__Exercise instructions__
- A) Repeat everything in the election commentary from "As things stand" down to "rethink their support.", word for word.
- B) In the election commentary, whose maxim is Hillary said to have finally learned?

__Reading text__
As things stand now, I would judge it more likely than not
that Hillary Clinton will be our next president. I suppose we might have a
Brexit-like surprise, or Wikileaks might release an “October surprise” –
something so damming from all the hacked Clinton files and emails that even yellow-dog
Democrats would have to rethink their support.
But that seems unlikely. Trump’s campaign seems to stumble from one error
to the next, and Hillary seems finally to have learned Napoleon’s maxim: “Never interfere with your enemy when he is making a mistake”. Every time there is another damaging
revelation about Hillary – which is almost daily – Trump manages to upstage the
news cycle with another dumb statement so that the Hillary revelation loses its
punch.
So
what might we expect from a Clinton presidency? She certainly won’t have a
mandate from the voters, most of whom voted against
her crazy opponent rather than for
her. She also is highly unlikely to have a Democratic majority in the House of
Representatives, and perhaps not even a veto-proof majority in the Senate. So
she will face the same Republican obstructionism that Obama has been facing the
past six years, except that many Republicans in Congress hate her more than
they hated Obama.

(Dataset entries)
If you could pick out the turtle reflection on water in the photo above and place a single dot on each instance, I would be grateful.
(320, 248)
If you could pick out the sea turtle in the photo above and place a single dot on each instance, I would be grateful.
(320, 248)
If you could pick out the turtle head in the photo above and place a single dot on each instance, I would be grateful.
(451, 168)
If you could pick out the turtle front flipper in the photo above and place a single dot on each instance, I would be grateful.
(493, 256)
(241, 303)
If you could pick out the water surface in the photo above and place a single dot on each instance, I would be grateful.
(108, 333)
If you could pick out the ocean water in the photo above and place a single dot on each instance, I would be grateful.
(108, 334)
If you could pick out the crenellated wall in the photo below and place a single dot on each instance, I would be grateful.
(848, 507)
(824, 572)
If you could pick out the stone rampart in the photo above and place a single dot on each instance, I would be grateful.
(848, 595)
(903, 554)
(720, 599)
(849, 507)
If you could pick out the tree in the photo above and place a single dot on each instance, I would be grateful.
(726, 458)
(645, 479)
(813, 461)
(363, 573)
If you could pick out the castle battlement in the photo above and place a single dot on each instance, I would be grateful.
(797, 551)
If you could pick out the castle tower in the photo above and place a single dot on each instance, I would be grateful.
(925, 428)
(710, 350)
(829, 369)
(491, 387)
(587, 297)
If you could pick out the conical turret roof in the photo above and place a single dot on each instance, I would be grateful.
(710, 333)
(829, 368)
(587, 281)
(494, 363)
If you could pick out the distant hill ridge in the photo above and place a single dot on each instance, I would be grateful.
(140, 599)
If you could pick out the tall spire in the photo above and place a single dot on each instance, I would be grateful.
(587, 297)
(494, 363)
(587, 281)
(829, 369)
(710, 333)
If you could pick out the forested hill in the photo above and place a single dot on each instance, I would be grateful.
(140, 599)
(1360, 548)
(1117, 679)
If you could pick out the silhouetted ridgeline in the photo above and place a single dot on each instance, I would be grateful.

__Task-by-task results__
- A)
As things stand now, I would judge it more likely than not
that Hillary Clinton will be our next president. I suppose we might have a
Brexit-like surprise, or Wikileaks might release an “October surprise” –
something so damming from all the hacked Clinton files and emails that even yellow-dog
Democrats would have to rethink their support.

- B) Napoleon's